▶ **Goal**:
Put every line of the records below into a numbered list, skipping blank lines and leaving out the pictures.
....................
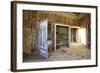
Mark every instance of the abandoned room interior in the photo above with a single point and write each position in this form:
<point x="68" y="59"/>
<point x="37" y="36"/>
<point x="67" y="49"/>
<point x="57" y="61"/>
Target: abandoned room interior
<point x="56" y="36"/>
....................
▶ **Exercise output**:
1. Mark every instance of the abandoned room interior in the photo above with a single point and write each position in this form:
2. <point x="68" y="59"/>
3. <point x="37" y="36"/>
4. <point x="67" y="49"/>
5. <point x="57" y="61"/>
6. Target: abandoned room interior
7. <point x="56" y="36"/>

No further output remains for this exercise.